§ Görev A:
Kayıtlı satırlarda "Place a marker on every instance of the wooden fence, each" ifadesini içeren satırdan satırların sonuna kadar uzanan satırları, her satır için bir dize olacak şekilde bir JSON dize listesi olarak verin. Boş satırları dahil etmeyin.

§ Sayfa alıntısı:
Terörün nasıl sonlandırılacağı artık bir bilinmeyen değil, tam aksine herkesin bildiği bir olgudur.
Öncelikle hem iktidarın ve hem de ana muhalefet partisinin kabul edip içlerine sindirmeleri gereken husus, TERÖRLE MÜZAKERE DEĞİL MÜCADELE EDİLECEĞİ gerçeğidir.
Katillerin ağzıyla konuşarak, yok akil adamlar komisyonu, yok mecliste kurulacak uzlaşı komisyonu gibi Türkiye gerçekleri ile bağdaşmayan söylemlerden vazgeçmek gerekir.
Çünkü bu ve benzeri sözler terör örgütünün iştahını kabartır. Vurdukça, kan döktükçe istediğimi alıyorum der.
Nedir bugüne kadar terör örgütünün istedikleri, ana dilde eğitim, Türk Milleti Kavramının anayasadan çıkartılması, Af ve otuz bin kişinin katiline Mandela modeli uygulanarak önce ev hapsi, sonra siyasetin yolunu açmak ve demokratik özerklik.
Oslo görüşmeleri sırasında anlaşılıyor ki, İktidar tarafından terör örgütüne bu konuların Anayasa değişikliği ile yapılacağı garantisi verilmiş.

§ Görev B:
Sayfa alıntısına göre Oslo görüşmeleri sırasında iktidar, terör örgütüne hangi garantiyi vermiş?

§ Kayıtlı satırlar:
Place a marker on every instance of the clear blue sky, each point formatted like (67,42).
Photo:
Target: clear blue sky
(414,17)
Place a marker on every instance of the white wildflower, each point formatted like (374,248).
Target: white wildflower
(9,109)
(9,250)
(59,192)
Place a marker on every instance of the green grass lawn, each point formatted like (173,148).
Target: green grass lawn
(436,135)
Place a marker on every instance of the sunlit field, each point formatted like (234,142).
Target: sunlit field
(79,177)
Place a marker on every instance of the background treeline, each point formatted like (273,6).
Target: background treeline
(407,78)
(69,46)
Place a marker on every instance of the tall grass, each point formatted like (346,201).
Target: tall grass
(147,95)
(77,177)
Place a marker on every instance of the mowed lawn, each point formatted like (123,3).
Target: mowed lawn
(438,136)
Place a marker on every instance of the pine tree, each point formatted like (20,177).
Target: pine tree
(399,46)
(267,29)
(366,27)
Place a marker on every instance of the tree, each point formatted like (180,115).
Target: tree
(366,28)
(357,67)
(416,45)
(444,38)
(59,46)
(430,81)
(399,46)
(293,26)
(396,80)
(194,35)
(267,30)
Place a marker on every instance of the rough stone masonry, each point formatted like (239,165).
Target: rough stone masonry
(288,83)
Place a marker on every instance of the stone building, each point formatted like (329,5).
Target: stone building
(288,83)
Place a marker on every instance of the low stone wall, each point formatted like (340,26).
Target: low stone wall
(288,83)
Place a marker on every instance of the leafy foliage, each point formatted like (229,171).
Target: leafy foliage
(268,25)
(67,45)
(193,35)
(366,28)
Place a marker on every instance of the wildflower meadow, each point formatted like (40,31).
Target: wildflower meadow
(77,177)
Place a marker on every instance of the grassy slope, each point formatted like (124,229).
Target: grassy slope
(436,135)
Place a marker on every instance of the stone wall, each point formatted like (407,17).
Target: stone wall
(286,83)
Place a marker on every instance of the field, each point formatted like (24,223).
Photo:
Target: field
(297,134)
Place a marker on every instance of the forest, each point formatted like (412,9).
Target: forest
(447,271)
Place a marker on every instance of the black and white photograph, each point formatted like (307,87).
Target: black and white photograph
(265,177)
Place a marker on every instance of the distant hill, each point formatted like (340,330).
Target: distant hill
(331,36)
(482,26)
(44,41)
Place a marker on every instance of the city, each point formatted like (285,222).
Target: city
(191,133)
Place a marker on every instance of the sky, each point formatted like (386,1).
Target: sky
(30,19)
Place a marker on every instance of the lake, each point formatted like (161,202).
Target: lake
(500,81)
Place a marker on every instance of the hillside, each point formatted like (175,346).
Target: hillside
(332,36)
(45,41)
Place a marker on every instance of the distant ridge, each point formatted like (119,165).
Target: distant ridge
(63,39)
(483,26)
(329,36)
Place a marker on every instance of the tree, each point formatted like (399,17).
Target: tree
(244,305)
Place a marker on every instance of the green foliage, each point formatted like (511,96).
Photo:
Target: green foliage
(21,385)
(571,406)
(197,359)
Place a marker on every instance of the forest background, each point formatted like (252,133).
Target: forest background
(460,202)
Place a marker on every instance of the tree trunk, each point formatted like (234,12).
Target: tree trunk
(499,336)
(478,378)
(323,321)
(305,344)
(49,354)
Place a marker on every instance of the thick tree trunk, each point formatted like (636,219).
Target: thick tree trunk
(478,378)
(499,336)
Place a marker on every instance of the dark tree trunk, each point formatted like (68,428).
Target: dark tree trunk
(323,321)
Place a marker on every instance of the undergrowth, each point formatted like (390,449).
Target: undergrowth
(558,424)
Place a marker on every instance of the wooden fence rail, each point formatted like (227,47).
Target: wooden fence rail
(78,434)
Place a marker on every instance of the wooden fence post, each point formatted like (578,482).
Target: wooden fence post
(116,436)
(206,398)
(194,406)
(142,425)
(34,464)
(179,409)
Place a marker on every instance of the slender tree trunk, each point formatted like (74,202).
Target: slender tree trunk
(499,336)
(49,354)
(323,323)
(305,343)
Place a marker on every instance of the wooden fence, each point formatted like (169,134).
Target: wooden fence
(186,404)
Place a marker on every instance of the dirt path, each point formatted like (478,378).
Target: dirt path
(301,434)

§ Sonuç A:
[
  "Place a marker on every instance of the wooden fence, each point formatted like (169,134).",
  "Target: wooden fence",
  "(186,404)",
  "Place a marker on every instance of the dirt path, each point formatted like (478,378).",
  "Target: dirt path",
  "(301,434)"
]

§ Sonuç B:
Bu konuların Anayasa değişikliği ile yapılacağı garantisini vermiş.